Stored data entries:
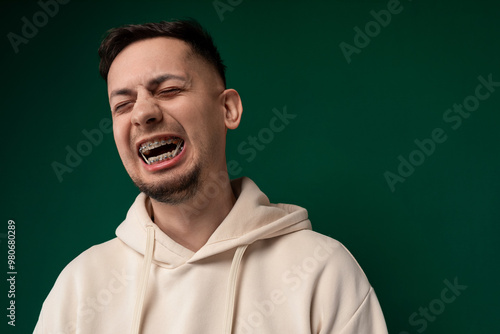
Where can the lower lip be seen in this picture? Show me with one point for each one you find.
(165, 164)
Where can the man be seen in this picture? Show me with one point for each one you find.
(198, 253)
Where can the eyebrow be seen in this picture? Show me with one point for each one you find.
(151, 83)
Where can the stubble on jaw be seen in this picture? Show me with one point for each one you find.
(172, 192)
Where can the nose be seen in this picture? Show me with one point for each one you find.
(145, 112)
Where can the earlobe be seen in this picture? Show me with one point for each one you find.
(232, 108)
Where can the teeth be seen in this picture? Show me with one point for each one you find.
(157, 143)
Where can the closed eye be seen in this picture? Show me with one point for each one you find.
(121, 106)
(169, 92)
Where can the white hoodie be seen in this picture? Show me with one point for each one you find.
(262, 271)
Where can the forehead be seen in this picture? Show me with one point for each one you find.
(140, 61)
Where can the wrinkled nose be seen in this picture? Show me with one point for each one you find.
(146, 112)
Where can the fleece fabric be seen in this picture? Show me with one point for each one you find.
(262, 271)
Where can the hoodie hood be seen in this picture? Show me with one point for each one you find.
(252, 218)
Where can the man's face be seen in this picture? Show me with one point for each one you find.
(168, 117)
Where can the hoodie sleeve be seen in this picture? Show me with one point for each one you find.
(344, 301)
(368, 318)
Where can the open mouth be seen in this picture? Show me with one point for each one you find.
(161, 149)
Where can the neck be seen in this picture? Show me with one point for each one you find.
(191, 223)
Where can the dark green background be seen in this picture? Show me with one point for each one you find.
(353, 121)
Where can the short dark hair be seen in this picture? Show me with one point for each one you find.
(189, 31)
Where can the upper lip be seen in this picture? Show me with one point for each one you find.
(155, 137)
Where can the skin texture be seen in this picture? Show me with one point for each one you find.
(192, 104)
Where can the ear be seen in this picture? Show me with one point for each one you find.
(232, 108)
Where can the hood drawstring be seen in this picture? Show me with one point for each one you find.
(146, 269)
(143, 281)
(231, 288)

Task details: Could you write out the records again exactly, omitting each image?

Solution to this problem:
Where can the lower lip be seen in this picture? Show me with one point for each one you find.
(165, 164)
Where can the man be seen in this picture? Show me with one point for each one you find.
(198, 253)
Where can the eyebrow be seen in this picture? Show me with one point for each one you find.
(151, 83)
Where can the stubble on jaw be seen in this picture? Show me with one point for each one you find.
(172, 192)
Where can the nose be seen in this picture? Show me with one point for each one you find.
(145, 112)
Where can the earlobe be seen in this picture? Show me with one point for each one you find.
(232, 108)
Where can the teeth be seen in this picture? Show me with one point for each one you find.
(157, 143)
Where can the closed eye be seen in this picture? Show me with one point for each one you find.
(121, 106)
(169, 92)
Where can the white hoodie be seen in this picture? Show me with one point for each one you find.
(262, 271)
Where can the forehead be seen in this picture? Show me with one point for each one you find.
(140, 61)
Where can the wrinkled nose be seen in this picture? Show me with one point for each one you find.
(146, 112)
Where can the fleece fabric be seen in this picture? Show me with one point for each one you find.
(262, 271)
Where can the hoodie hood be seen in this picture? Show me with one point for each one you find.
(252, 218)
Where can the man's face be seen in this picture? Show me with one point for each one you find.
(168, 117)
Where can the hoodie sleeve be seen in this picture? Show me with one point for each one you find.
(344, 301)
(368, 318)
Where can the open mouth be seen in this picture? Show me with one point for each one you find.
(161, 149)
Where can the neck be seen in this picture? Show me with one point for each one you find.
(191, 223)
Where can the dark green background be seen in this picture? Show me with one point for each one you find.
(353, 121)
Where can the short dark hair be seen in this picture? Show me with one point for each one you find.
(189, 31)
Where can the upper lip be seen in this picture? Show me with one point for each one you find.
(155, 137)
Where can the skin texture be seen in this picture? Show me with one point for each one you find.
(192, 104)
Where can the ear be seen in this picture? Show me with one point for each one you find.
(232, 108)
Where can the hood drawstring be seen in this picture? Show me with one point for each one you find.
(146, 269)
(143, 281)
(231, 288)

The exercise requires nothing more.